==== Items

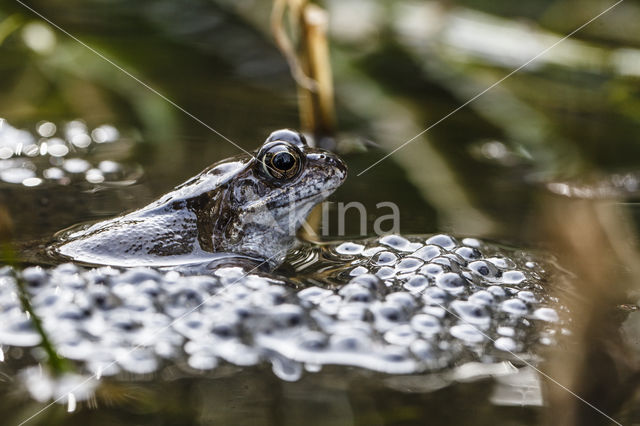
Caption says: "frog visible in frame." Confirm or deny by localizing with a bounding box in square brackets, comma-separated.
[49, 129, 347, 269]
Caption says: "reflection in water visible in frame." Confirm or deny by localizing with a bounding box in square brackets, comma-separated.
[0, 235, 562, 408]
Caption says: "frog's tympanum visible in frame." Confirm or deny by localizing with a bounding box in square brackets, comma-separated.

========
==== Items

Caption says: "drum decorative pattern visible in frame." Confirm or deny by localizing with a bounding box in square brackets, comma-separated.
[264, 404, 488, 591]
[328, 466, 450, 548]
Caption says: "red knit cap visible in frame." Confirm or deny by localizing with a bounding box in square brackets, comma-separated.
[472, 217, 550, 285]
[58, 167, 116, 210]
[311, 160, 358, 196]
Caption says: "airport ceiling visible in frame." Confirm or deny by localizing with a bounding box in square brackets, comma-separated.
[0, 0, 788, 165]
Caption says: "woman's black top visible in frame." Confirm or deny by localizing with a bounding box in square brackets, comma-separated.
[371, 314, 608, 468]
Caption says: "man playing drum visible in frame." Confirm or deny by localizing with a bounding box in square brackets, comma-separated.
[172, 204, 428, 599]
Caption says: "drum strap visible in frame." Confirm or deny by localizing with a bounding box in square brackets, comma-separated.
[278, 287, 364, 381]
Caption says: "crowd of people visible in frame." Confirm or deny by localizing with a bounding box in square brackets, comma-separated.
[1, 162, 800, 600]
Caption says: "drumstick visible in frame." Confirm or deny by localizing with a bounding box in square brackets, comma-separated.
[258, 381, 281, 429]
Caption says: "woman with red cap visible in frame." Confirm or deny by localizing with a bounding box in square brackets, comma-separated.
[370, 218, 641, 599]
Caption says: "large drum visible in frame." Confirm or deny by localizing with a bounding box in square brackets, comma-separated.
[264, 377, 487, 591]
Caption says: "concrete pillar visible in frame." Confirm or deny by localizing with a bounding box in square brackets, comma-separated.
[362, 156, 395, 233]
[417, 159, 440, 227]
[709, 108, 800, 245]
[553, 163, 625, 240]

========

Task description: Repeat word for word the lines from the one with "playing drum visible" to the one with "[172, 204, 428, 599]", both included.

The output:
Caption says: "man playing drum visible in frame." Confirm or deny by localizing with a bounding box in square brackets, comma-separated.
[172, 204, 428, 599]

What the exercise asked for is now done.